### [Selected extract]
__________________________________________________

Agreed, so the preference order is 1. Pass in the data you need 2. Pass in a function that gives you the data you need 3a./3b. Pass in an object (or function like a factory) that gives you the function that gets you the data you need.


> Pass in a function that gives you the data you need

That's basically dependency injection but on a per-method basis. I'd see this as an anti pattern because it makes function calling _way_ more complex and error-prone.


> it makes function calling

First: no, not necessarily. Second: when you limit yourself to function calling, then yes, the problem is more pronounced (but not always there, see 1)

In OOP, you can have factories, or constructors, or even entire design patterns to help solve this. In FP, there are closures, that can solve this exact problem for you: the dependency -e.g. a timekeeper- is captured in the closure.

Dependency injection is, by no means, limited to `do_the_thing(variable, depency1, depency2, dependency3)`.

I see this argument too often used to counter the idea of DI, and it is silly: it shows above all that the person countering the idea has little experience with all the surrounding concepts to support DI.

And that brings me back to 1: There's so much more that can be DI-d: objects can be instantiated with dependencies passed in, factories can do this. There are Actors, Workers, Decorators, Factories. Hell even a superglobal `config.get_timekeeper()` might work in some situations.


The function you pass in can keep track of how many times it’s been called, and provide different values on each call.


This is way way worse than passing in a timer and destroys your ability to write multi threaded code (among other defects).


This is for unit testing. Even if your unit tests run in parallel, each test case will have it's own mocked clock.

This is not even an experimental approach, the mocking of timers is literally one of the canonic examples of the advantages of dependency injection. I have written this exact code multiple times, on my own, or refactoring others people untestable code to this pattern to be able to test them. A couple of times the reason for the refactoring was specifically to demonstrate the existence of race conditions, to have a test case that has the race condition be deterministic so we could fix it and be sure of the fix working.


You can extract the timeout functionality into its own structure then and mock it out during testing.

There's usually a solution of some sort, it might just require a bit of rearranging and extraction of concerns.


That’s basically dependency injection


Yes, that's my point - they're giving an example for why "you can't do it", and I'm saying even for the example they just gave you can.

__________________________________________________

(Extracted records)
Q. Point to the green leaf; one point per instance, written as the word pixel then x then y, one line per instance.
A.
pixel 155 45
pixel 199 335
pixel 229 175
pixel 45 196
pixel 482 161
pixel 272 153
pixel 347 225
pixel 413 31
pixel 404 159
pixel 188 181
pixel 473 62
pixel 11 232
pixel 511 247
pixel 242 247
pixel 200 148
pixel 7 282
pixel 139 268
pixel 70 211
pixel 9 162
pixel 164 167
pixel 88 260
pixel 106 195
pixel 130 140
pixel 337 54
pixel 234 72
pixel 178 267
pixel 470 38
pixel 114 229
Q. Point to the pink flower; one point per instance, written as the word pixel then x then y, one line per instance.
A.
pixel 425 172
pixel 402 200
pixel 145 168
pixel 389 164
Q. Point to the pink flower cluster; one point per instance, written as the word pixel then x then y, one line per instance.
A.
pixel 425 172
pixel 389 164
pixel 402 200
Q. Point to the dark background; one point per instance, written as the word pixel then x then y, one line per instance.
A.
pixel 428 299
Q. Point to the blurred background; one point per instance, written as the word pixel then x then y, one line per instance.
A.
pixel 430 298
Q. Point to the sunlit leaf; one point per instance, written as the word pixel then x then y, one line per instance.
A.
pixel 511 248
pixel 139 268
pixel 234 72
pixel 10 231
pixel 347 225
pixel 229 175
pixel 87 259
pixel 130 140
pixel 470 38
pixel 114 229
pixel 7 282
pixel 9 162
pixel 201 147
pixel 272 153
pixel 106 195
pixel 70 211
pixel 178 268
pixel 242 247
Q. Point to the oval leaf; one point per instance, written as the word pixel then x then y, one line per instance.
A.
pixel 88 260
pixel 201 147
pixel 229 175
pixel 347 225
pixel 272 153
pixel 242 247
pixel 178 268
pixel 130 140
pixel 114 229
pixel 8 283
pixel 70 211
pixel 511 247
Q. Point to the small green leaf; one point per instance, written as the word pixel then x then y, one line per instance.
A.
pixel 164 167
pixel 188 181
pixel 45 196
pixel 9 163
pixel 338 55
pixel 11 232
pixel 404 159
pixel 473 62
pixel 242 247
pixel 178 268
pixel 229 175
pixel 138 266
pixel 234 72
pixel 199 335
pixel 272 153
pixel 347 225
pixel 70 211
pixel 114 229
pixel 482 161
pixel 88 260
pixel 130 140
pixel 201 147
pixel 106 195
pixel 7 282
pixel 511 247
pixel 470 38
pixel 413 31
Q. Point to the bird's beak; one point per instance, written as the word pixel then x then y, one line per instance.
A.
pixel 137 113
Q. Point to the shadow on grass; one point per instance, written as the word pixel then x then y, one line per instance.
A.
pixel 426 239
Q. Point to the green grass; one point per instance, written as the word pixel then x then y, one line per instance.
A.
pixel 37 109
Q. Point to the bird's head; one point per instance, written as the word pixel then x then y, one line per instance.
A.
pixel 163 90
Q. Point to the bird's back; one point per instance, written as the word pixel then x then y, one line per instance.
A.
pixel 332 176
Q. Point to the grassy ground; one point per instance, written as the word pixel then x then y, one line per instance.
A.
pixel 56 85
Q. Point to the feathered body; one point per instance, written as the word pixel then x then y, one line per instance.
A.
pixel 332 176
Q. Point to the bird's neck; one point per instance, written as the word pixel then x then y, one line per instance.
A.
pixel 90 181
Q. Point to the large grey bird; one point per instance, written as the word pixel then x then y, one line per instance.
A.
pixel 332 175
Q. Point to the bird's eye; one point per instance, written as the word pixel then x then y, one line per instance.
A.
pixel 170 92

__________________________________________________

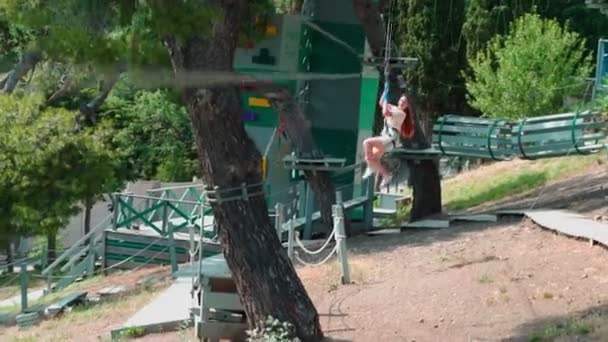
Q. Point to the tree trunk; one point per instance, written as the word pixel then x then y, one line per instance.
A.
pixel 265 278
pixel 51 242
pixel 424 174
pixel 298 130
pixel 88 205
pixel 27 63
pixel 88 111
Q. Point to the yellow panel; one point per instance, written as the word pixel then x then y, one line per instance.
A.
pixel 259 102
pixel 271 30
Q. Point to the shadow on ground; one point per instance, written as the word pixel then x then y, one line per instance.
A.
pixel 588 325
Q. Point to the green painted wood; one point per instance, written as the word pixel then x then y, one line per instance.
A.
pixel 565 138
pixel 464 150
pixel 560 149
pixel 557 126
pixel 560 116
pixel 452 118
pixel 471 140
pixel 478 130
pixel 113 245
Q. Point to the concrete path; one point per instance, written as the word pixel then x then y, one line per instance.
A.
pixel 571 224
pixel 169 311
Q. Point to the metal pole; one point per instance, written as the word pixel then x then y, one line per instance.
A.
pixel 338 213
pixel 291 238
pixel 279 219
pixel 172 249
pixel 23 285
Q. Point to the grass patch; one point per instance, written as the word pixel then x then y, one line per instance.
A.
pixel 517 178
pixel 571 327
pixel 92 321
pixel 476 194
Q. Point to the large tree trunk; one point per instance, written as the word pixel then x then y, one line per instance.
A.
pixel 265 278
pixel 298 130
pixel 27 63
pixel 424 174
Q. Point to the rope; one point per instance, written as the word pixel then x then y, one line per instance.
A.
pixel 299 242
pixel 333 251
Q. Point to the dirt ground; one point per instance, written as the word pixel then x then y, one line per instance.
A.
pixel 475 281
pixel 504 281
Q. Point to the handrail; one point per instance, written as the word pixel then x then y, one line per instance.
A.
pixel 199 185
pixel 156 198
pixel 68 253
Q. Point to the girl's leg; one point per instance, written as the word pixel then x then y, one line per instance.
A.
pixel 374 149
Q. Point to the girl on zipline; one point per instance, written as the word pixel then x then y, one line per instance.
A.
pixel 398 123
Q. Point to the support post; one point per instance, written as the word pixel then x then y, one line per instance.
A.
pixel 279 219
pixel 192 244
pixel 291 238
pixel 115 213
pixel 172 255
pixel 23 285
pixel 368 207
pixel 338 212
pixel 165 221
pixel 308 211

__________________________________________________

### [Written task 1]
Answer these about the dependency injection thread:
(a) What is first in the preference order given at the start?
(b) In FP, what captures the dependency?
(c) Mocking of timers is called one of the canonic examples of what?
### [Written task 2]
Duplicate the lines of the listing from the one with "Q. Point to the bird's neck;" up to and including the one with "pixel 332 175".
The dependency injection thread and the listing have nothing to do with each other.

### [Final answer 1]
(a) Pass in the data you need.
(b) The closure.
(c) The advantages of dependency injection.

### [Final answer 2]
Q. Point to the bird's neck; one point per instance, written as the word pixel then x then y, one line per instance.
A.
pixel 90 181
Q. Point to the large grey bird; one point per instance, written as the word pixel then x then y, one line per instance.
A.
pixel 332 175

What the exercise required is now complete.